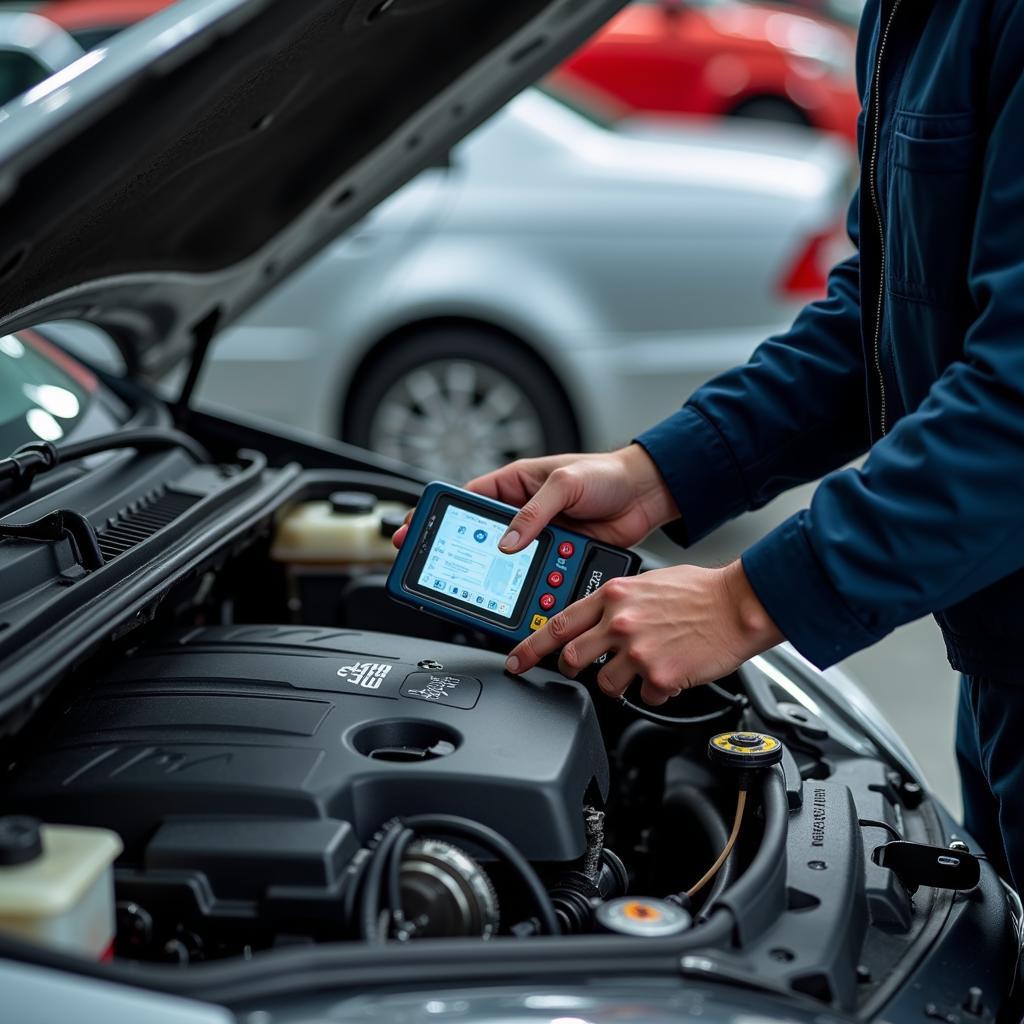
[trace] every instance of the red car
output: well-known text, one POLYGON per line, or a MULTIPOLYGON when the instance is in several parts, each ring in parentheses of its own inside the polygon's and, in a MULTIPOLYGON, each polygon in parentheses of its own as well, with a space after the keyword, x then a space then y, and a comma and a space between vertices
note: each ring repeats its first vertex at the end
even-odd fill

###

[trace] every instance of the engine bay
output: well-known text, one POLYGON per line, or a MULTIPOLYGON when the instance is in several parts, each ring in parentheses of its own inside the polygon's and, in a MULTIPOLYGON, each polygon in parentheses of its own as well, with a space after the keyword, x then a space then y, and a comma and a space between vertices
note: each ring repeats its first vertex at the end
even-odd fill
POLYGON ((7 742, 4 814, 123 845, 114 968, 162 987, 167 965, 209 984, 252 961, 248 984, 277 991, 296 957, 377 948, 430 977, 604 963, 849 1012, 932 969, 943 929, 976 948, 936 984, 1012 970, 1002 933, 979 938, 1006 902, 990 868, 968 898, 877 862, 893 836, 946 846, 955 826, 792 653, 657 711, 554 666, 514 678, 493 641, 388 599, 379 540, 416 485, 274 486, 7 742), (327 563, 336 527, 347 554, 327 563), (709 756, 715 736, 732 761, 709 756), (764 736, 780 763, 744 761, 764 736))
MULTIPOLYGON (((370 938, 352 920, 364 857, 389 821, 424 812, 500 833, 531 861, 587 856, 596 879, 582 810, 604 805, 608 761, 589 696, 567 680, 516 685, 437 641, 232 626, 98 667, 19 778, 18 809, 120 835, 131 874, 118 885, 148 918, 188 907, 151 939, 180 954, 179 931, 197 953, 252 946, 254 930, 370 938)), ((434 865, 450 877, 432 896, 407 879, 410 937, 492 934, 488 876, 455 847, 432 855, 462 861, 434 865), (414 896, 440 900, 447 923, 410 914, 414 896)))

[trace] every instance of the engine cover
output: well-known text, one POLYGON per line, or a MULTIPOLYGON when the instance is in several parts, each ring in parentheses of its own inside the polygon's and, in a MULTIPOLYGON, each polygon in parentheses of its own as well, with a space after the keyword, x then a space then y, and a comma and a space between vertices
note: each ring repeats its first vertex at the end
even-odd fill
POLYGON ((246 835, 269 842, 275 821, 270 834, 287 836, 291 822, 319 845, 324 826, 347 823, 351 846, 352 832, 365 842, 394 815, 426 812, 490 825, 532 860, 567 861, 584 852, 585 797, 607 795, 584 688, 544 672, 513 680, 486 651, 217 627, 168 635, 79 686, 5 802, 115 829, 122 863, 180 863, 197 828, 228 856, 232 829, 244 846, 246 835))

###

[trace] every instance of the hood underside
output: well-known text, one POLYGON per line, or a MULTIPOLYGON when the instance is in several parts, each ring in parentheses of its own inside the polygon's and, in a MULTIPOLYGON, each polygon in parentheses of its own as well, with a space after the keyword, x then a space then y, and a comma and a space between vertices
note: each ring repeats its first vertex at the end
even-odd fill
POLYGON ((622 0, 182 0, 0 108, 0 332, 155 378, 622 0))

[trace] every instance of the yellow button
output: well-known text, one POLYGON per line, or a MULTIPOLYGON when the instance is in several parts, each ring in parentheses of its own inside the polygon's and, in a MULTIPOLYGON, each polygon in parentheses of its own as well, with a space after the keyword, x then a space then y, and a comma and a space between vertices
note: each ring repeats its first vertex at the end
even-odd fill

###

Work required:
Only the number should be given: the count of lines above that hold the word "trace".

Completed exercise:
5